» **What you are asked to do**
Your task is to extract every entry that follows word for word while excluding the pictures.

[Information given — start]

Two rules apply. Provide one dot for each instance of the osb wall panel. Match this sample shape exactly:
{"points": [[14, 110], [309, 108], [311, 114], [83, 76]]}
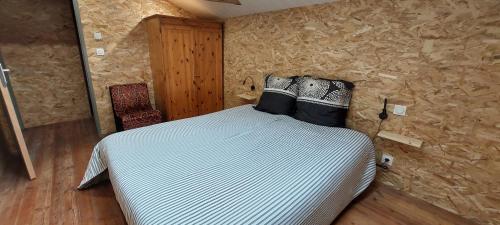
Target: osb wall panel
{"points": [[41, 49], [439, 58], [125, 43]]}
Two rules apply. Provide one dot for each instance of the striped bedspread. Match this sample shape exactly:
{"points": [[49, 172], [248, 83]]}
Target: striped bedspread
{"points": [[237, 166]]}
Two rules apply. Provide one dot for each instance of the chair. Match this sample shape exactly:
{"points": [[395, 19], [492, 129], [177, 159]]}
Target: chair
{"points": [[131, 106]]}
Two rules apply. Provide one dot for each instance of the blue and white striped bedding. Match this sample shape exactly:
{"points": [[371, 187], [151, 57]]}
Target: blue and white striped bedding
{"points": [[237, 166]]}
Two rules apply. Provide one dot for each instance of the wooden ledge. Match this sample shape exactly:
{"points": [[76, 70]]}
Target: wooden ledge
{"points": [[247, 97], [401, 139]]}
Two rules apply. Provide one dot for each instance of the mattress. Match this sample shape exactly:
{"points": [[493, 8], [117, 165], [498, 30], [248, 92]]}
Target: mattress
{"points": [[237, 166]]}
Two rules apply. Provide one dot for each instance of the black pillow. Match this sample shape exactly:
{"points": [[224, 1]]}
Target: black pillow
{"points": [[323, 102], [279, 95]]}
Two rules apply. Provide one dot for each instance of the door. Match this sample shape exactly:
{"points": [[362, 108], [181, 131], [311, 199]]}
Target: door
{"points": [[208, 70], [180, 99], [14, 119]]}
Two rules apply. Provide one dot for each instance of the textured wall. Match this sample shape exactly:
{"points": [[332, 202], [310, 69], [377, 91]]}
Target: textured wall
{"points": [[41, 49], [125, 43], [440, 58]]}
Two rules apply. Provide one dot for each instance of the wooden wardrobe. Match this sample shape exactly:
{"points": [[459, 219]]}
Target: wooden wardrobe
{"points": [[186, 62]]}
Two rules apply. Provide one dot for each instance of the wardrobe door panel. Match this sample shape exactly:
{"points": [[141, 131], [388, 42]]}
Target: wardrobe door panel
{"points": [[208, 70], [180, 99]]}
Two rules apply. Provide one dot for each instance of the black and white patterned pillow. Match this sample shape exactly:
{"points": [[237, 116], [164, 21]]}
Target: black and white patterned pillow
{"points": [[279, 95], [323, 102]]}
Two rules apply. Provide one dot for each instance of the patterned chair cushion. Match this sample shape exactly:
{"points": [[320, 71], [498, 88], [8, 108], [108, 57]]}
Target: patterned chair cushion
{"points": [[323, 102], [279, 95], [132, 107], [130, 98]]}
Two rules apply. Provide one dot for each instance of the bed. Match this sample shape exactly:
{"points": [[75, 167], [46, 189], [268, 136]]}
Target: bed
{"points": [[237, 166]]}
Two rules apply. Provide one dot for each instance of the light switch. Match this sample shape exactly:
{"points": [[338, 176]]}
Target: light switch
{"points": [[399, 110], [99, 51], [98, 36]]}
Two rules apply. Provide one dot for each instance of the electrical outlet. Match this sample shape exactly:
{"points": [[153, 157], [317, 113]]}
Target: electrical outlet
{"points": [[387, 159], [399, 110], [99, 51], [97, 36]]}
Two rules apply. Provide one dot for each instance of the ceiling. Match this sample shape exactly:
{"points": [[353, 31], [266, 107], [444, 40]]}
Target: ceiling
{"points": [[208, 9]]}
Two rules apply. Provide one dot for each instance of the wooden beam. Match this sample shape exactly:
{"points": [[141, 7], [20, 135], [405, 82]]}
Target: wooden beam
{"points": [[17, 131]]}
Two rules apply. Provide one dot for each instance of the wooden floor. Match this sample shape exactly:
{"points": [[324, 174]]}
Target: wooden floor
{"points": [[61, 152]]}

[Information given — finish]

» **Finished task**
Two rules apply. Provide one dot for each instance of the osb wall panel. Match this sample shape exactly:
{"points": [[14, 110], [309, 108], [311, 114], [83, 76]]}
Target: osb wall panel
{"points": [[41, 49], [439, 58], [125, 43]]}
Two rules apply. Provide one dot for each instance of the striped bedspread. Match this sample shape exactly:
{"points": [[49, 172], [248, 83]]}
Target: striped bedspread
{"points": [[237, 166]]}
Two rules apply. Provide one dot for each instance of the chair. Match this sample shape exactly:
{"points": [[395, 19], [492, 129], [177, 159]]}
Target: chair
{"points": [[131, 106]]}
Two rules apply. Provide one dot for each instance of the blue and white striped bedding. Match this sample shape exactly:
{"points": [[371, 187], [151, 57]]}
Target: blue and white striped bedding
{"points": [[237, 166]]}
Two rules apply. Provide one dot for each instance of the wooden ledge. Match this sample shape exactly:
{"points": [[76, 70]]}
Target: wooden ledge
{"points": [[247, 97], [401, 139]]}
Two rules apply. Provide one dot for each instance of the mattress. Match this sample shape exactly:
{"points": [[493, 8], [117, 165], [498, 30], [248, 92]]}
Target: mattress
{"points": [[237, 166]]}
Two rules apply. Provide one dot for each instance of the black pillow. Match this sample shape exactly:
{"points": [[224, 1]]}
Target: black pillow
{"points": [[323, 102], [279, 95]]}
Two rules apply. Provide one dot for each instance of the door. Match this sample shape exactly:
{"points": [[362, 108], [181, 131], [311, 199]]}
Target: door
{"points": [[208, 70], [180, 99], [14, 119]]}
Two rules apply. Provide one dot for each instance of the textured wall. Match this sample shape exactly:
{"points": [[332, 202], [310, 69], [377, 91]]}
Target: textured wall
{"points": [[41, 49], [125, 43], [440, 58]]}
Two rules apply. Provide one dot for each instance of the wooden wardrobe. Match this sample shape exactly:
{"points": [[459, 219]]}
Target: wooden wardrobe
{"points": [[186, 62]]}
Two rules apply. Provide one dot for each instance of the wardrobe door panel. Match this sample shape exactly:
{"points": [[141, 131], [388, 42]]}
Target: wardrobe door panel
{"points": [[208, 70], [180, 99]]}
Two rules apply. Provide one dot for each instance of the black and white patterned pillow. Match this sample shape exactly:
{"points": [[237, 116], [164, 21]]}
Target: black and white patterned pillow
{"points": [[279, 95], [323, 102]]}
Two rules apply. Provide one dot for each instance of the patterned chair cushion. Match this sample shape exactly:
{"points": [[320, 71], [498, 88], [8, 108], [108, 57]]}
Target: patterned chair cushion
{"points": [[323, 102], [279, 95], [132, 107], [130, 98]]}
Two rules apply. Provide one dot for each instance of the bed. Match this sample shape exactly:
{"points": [[75, 167], [46, 189], [268, 136]]}
Target: bed
{"points": [[237, 166]]}
Two rules apply. Provide one dot for each instance of the light switch. Match this sample shape exactly:
{"points": [[338, 176]]}
Target: light switch
{"points": [[399, 110], [99, 51], [98, 36]]}
Two rules apply. Provide one dot for each instance of the electrical outlet. Match this sample shape exactly:
{"points": [[153, 157], [317, 113]]}
Target: electrical outlet
{"points": [[387, 159], [399, 110], [99, 51], [97, 36]]}
Two rules apply. Provide one dot for each instance of the ceiling. Match this sample shape exactly:
{"points": [[353, 31], [266, 107], [444, 40]]}
Target: ceiling
{"points": [[208, 9]]}
Two rules apply. Provide one dot for each instance of the wooden beam. Match this sample shape exactly:
{"points": [[141, 7], [20, 135], [405, 82]]}
Target: wooden beam
{"points": [[17, 131]]}
Two rules apply. Provide one dot for each instance of the wooden floor. Match this sample shape exactly:
{"points": [[324, 174]]}
Target: wooden floor
{"points": [[61, 152]]}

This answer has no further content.